» What to produce
Look below for the line containing "occurrence of dark". Reproduce it and every line after it exactly, and nothing more.

» Source information
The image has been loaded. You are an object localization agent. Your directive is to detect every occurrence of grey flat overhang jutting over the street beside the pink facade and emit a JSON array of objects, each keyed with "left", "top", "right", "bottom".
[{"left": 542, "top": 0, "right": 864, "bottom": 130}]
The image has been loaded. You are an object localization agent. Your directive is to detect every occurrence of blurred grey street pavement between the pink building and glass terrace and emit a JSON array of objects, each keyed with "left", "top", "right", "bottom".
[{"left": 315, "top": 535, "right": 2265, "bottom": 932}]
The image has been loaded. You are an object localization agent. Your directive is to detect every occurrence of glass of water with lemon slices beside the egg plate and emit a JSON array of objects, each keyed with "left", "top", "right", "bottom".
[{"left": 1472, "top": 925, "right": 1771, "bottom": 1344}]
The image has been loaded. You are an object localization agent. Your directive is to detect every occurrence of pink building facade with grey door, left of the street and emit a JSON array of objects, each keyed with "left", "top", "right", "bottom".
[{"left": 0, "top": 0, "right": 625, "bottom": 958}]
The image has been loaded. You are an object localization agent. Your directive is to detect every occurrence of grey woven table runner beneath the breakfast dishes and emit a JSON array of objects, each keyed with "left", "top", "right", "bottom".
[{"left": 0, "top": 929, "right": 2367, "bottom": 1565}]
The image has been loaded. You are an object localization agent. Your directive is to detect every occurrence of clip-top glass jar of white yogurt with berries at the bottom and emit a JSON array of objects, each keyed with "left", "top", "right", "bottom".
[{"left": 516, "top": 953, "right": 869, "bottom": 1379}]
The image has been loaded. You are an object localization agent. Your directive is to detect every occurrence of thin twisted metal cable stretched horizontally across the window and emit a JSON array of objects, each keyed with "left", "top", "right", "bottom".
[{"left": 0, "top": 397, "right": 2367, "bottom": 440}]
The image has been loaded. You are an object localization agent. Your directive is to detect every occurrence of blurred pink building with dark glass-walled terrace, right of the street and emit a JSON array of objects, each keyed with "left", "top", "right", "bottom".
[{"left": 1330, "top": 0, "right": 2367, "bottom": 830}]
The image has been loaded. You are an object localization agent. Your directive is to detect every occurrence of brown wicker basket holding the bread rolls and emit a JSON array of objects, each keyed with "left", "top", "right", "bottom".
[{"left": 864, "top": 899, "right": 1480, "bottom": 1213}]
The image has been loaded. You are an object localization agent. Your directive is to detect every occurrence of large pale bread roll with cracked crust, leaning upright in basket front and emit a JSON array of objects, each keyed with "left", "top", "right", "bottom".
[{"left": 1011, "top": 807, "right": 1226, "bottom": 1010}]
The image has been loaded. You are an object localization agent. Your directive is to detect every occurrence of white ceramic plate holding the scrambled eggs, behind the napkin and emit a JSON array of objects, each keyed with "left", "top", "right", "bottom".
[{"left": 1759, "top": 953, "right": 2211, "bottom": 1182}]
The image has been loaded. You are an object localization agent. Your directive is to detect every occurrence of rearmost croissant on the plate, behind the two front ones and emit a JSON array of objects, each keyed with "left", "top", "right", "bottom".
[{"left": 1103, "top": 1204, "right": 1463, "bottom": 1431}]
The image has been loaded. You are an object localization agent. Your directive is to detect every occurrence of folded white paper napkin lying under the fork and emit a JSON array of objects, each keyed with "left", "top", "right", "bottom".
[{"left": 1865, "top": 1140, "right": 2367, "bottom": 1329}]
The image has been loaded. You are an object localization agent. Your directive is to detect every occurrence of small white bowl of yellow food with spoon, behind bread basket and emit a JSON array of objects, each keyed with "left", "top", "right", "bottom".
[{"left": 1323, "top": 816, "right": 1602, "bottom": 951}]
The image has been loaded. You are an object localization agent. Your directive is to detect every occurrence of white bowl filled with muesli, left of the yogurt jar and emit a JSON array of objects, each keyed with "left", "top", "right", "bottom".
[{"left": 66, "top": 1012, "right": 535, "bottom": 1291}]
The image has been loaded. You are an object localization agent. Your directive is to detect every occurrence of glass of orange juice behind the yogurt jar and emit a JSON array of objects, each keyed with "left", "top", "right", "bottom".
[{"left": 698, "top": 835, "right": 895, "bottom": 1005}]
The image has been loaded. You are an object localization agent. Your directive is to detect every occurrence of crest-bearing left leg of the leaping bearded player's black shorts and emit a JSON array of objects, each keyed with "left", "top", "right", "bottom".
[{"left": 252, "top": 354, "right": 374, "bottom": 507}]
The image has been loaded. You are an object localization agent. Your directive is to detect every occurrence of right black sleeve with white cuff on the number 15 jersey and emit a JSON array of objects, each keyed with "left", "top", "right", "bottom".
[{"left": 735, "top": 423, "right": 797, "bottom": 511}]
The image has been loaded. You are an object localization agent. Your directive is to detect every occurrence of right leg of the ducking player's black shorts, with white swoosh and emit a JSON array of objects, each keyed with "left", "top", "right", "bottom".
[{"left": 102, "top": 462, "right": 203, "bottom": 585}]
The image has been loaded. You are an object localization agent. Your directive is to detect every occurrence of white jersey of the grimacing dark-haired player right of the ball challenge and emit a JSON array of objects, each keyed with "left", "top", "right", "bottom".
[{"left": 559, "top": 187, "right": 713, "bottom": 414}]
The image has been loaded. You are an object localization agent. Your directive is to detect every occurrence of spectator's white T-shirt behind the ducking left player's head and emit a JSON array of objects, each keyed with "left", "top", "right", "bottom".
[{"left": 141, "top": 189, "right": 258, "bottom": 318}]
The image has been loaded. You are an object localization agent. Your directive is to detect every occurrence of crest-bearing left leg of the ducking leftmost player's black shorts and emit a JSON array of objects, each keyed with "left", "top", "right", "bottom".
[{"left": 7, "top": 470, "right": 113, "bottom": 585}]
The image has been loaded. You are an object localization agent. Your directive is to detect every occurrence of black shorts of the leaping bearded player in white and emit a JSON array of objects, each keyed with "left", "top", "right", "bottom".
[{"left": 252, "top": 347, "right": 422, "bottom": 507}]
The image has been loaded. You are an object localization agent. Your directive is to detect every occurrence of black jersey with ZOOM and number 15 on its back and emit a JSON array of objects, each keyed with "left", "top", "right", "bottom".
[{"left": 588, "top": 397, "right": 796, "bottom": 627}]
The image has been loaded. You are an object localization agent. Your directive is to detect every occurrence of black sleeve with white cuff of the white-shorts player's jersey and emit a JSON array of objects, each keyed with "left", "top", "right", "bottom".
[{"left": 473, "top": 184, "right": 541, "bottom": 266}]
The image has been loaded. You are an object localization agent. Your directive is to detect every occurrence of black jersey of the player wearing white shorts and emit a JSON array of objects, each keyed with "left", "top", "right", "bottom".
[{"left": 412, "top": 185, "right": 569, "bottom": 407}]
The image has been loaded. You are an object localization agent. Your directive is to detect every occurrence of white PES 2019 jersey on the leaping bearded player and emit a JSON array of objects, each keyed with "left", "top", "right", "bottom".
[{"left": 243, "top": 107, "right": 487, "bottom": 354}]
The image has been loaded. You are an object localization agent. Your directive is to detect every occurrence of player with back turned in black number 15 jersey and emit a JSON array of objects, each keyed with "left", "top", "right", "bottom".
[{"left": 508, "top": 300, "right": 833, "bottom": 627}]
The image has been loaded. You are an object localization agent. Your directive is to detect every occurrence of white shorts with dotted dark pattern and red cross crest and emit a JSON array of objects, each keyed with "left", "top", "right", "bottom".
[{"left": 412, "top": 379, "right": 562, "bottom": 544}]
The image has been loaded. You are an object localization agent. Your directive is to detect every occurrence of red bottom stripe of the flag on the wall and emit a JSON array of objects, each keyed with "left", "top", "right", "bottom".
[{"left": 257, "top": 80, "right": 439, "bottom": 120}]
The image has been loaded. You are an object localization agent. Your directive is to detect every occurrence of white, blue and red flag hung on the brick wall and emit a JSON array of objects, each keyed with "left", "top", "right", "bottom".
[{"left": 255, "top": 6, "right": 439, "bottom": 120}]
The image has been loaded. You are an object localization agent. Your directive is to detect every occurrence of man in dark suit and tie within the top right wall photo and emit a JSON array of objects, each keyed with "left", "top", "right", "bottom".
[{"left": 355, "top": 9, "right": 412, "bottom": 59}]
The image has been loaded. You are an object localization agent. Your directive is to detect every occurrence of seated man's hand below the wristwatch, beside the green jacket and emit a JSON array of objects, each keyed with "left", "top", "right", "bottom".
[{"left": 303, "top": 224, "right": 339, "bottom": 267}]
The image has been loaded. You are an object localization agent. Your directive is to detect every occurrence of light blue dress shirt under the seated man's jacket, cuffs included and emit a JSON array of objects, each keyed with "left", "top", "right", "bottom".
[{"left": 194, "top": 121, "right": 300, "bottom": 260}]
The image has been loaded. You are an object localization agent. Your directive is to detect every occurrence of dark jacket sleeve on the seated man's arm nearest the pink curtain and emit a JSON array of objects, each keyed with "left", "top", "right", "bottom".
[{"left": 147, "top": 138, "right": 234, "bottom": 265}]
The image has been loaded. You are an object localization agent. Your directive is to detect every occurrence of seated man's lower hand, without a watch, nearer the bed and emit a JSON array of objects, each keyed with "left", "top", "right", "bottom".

» Response for this exercise
The image has been loaded. You are an object localization agent. Your directive is to detect every occurrence of dark jacket sleeve on the seated man's arm nearest the pink curtain and emit a JSON array of objects, each keyed with "left", "top", "right", "bottom".
[{"left": 147, "top": 138, "right": 234, "bottom": 265}]
The image has been loaded. You are an object localization agent. Your directive is to detect every occurrence of seated man's lower hand, without a watch, nearer the bed and emit a JSON array of objects, each keyed with "left", "top", "right", "bottom".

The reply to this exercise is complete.